■ Task to carry out ■
Output the material below in full, exactly as it is.

■ Entries provided ■
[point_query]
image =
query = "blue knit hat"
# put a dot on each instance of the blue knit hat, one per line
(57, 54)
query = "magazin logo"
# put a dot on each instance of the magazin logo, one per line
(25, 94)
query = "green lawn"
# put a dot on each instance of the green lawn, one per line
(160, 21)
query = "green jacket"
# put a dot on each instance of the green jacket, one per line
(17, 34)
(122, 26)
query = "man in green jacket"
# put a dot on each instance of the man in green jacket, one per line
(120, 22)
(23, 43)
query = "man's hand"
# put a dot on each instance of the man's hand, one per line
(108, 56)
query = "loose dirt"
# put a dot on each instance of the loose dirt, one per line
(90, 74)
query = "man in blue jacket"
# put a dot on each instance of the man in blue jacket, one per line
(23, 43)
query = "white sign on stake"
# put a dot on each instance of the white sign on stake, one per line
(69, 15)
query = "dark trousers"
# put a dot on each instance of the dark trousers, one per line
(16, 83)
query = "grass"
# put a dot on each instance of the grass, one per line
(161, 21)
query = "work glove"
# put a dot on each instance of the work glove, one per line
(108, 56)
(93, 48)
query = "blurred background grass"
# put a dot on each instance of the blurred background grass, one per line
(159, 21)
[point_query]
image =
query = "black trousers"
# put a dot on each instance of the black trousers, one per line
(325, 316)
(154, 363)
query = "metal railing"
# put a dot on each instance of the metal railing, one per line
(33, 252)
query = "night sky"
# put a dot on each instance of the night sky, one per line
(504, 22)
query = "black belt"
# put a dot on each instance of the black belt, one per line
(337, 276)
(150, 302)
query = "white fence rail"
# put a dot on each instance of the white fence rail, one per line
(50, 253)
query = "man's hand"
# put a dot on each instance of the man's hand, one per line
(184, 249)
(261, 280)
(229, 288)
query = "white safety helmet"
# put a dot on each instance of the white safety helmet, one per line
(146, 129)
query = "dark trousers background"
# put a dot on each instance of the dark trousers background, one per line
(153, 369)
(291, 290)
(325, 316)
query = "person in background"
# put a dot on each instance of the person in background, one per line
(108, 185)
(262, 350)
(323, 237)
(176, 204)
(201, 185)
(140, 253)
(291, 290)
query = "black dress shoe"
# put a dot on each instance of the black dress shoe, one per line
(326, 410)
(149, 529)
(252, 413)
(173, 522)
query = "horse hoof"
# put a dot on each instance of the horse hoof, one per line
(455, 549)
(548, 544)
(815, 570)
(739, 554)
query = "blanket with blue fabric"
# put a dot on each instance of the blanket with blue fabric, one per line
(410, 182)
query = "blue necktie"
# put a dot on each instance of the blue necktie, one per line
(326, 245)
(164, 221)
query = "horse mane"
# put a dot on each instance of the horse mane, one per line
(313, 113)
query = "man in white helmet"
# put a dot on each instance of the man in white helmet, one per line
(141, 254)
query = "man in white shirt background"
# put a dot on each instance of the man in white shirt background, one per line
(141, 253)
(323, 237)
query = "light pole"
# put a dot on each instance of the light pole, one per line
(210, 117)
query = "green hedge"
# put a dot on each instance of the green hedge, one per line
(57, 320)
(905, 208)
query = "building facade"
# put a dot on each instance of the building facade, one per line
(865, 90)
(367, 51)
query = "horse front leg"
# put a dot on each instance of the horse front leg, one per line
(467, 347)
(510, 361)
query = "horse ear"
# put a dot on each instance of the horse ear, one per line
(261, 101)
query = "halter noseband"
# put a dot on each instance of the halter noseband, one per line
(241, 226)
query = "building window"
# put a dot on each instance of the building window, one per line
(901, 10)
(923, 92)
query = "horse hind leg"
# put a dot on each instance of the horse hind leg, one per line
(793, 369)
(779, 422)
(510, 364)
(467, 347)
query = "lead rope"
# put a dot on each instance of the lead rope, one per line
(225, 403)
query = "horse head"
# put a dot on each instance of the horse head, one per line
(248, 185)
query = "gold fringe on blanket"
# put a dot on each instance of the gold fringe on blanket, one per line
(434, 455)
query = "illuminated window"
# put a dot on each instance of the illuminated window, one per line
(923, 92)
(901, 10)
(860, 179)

■ Correct response ■
[point_query]
image =
query = "blue knit hat"
# put a dot on each instance of the blue knit hat, one per line
(57, 54)
query = "magazin logo"
# put a dot on each instance of the magazin logo, one per line
(25, 94)
query = "green lawn"
# put a dot on each instance of the green lawn, one per line
(160, 21)
query = "green jacket"
# put a dot on each instance of the green jacket, one per line
(17, 34)
(122, 26)
query = "man in green jacket"
# put a dot on each instance of the man in green jacket, one per line
(120, 22)
(23, 43)
query = "man's hand"
# put a dot on each instance of the man's hand, one per line
(108, 56)
query = "loose dirt"
# put a dot on each instance of the loose dirt, one per line
(90, 74)
query = "man in blue jacket"
# put a dot on each instance of the man in blue jacket, one per line
(23, 43)
query = "white sign on stake"
# put a dot on each instance of the white sign on stake, one per line
(69, 15)
query = "dark trousers"
# put a dot on each instance of the dark trousers, one per line
(16, 83)
query = "grass"
# put a dot on each instance of the grass, one per line
(161, 21)
query = "work glove"
# put a dot on each instance of the work glove, one per line
(108, 56)
(93, 48)
query = "blurred background grass"
# put a dot on each instance of the blurred background grass, one per line
(159, 21)
[point_query]
image =
query = "black trousers"
# put a dot on each instance of the black trousers, one per line
(325, 316)
(154, 363)
query = "metal railing"
# put a dot on each instance of the metal railing, one per line
(33, 252)
query = "night sky"
# put a dot on each instance of the night sky, one per line
(504, 22)
query = "black belt"
# put a dot on each instance of the black belt, one per line
(337, 276)
(150, 302)
query = "white fence rail"
# put a dot on each instance of the white fence rail, one per line
(50, 253)
query = "man's hand"
# put a dot on each instance of the man's hand, one per line
(184, 249)
(261, 280)
(229, 288)
query = "white safety helmet"
# put a dot on each instance of the white safety helmet, one per line
(146, 129)
query = "dark trousers background"
# put a dot on each instance of the dark trousers background, one per line
(153, 369)
(291, 290)
(325, 316)
query = "person in background"
# put a dot on each instance of the person in background, one per line
(108, 185)
(262, 350)
(323, 237)
(176, 204)
(201, 185)
(140, 253)
(291, 290)
query = "black dress shoe"
# put a dot on each instance of the black dress shoe, one per line
(326, 410)
(149, 529)
(252, 413)
(173, 522)
query = "horse hoof"
# put a dot on each instance of the horse hoof, one per line
(455, 549)
(548, 544)
(815, 570)
(739, 554)
query = "blanket with blue fabric"
# put a dot on each instance of the blanket with blue fabric, one per line
(410, 182)
query = "blue necktie"
# put a dot on each instance of the blue necktie, one per line
(326, 245)
(164, 221)
query = "horse mane"
# put a dot on each instance of the horse mane, one per line
(313, 113)
query = "man in white helmet"
# put a dot on each instance of the man in white helmet, one per line
(141, 254)
query = "man in white shirt background"
# put a dot on each instance of the man in white shirt background, one per line
(141, 253)
(323, 237)
query = "light pole"
# put a dot on each instance of the light pole, one per line
(210, 117)
query = "green hedge"
# put a dot on each instance of the green hedge, one per line
(57, 320)
(905, 208)
query = "building facade"
# put a dot on each instance of the building facade, one per line
(865, 90)
(367, 51)
query = "horse front leg"
# put a dot on each instance of the horse front leg, one per line
(467, 347)
(510, 361)
query = "horse ear"
# put a dot on each instance of the horse ear, one per line
(261, 101)
query = "halter noseband"
# put a dot on each instance of the halter noseband, one per line
(241, 226)
query = "building window"
# put a dot on each instance of the building window, one per line
(901, 10)
(923, 92)
query = "horse hind leg"
# put a dot on each instance of the horse hind leg, one per line
(793, 369)
(779, 422)
(510, 364)
(467, 347)
query = "lead rope"
# put a dot on each instance of the lead rope, one per line
(225, 403)
query = "horse head"
# put a dot on each instance of the horse head, one per line
(248, 185)
query = "gold fringe on blanket"
# put a dot on each instance of the gold fringe on blanket, one per line
(434, 455)
query = "illuminated window"
# put a dot on each instance of the illuminated window, one per line
(923, 92)
(901, 10)
(860, 179)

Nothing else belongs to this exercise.